ACTIVITY: Copy out all the entries below, word for word.

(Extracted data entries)
━━━━━━━━

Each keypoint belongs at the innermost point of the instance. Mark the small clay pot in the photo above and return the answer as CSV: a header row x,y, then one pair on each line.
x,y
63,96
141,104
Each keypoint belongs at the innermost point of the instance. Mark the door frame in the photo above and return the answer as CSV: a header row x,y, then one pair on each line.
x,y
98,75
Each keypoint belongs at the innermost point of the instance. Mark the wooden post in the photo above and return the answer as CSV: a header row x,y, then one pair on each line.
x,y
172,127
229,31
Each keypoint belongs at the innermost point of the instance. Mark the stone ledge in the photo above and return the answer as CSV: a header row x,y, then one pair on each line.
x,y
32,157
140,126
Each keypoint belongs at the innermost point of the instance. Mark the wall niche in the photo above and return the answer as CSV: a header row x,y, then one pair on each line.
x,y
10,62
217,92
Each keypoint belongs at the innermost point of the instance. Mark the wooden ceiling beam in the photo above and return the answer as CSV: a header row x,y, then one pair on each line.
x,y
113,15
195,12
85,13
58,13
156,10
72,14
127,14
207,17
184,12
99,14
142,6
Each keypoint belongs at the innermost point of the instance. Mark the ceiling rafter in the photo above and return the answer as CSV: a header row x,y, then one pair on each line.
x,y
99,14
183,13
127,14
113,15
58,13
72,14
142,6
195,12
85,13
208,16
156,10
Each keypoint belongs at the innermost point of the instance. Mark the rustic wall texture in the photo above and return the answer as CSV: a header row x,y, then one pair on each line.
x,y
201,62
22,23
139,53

━━━━━━━━

WRITTEN ANSWER:
Each keypoint belongs at the innermost point of the instance. Mark the small clay pot in the photo above and return the answer as CSV: a header row x,y, then one pair on each line.
x,y
63,96
141,104
Each keypoint belongs at the innermost point of the instance. Mark the door frame in the photo above and return the answer as CSV: a header row x,y, then one pair on each line.
x,y
98,75
Each keypoint belongs at the innermost point of the instance. Mark the wooden post in the photo above and return the answer as CSV: a header row x,y, then one pair on each line.
x,y
172,127
229,31
Each keypoint belongs at the innermost point of the instance. Mark the stone ledge in the photo above and return the answer as CSV: a header row x,y, then one pair on each line.
x,y
32,157
140,126
Each keypoint belongs at the innermost point of the instance. Mark the wall niche in the photo above and return the answer as CSV: a header row x,y, then one pair on each line.
x,y
10,62
217,92
Each keypoint belongs at the innermost point of the instance. Mark the wooden ceiling beam in the photo above and return the answer as CSV: a header row x,y, then one pair on each line.
x,y
113,15
195,12
85,13
58,13
156,10
72,14
127,14
207,17
184,12
99,14
142,6
Each keypoint belongs at the innermost point of the instance. Mark the ceiling rafter in the photo above and return the answer as CSV: a header row x,y, then one pair on each line.
x,y
99,14
183,13
127,14
113,15
58,13
72,14
142,6
195,12
85,13
208,16
156,10
Each keypoint belongs at the innermost point of the instance. Mark the rustic wall texture in the photo above and return the answer as CSV: a header row x,y, then one pair on each line.
x,y
201,62
22,23
139,53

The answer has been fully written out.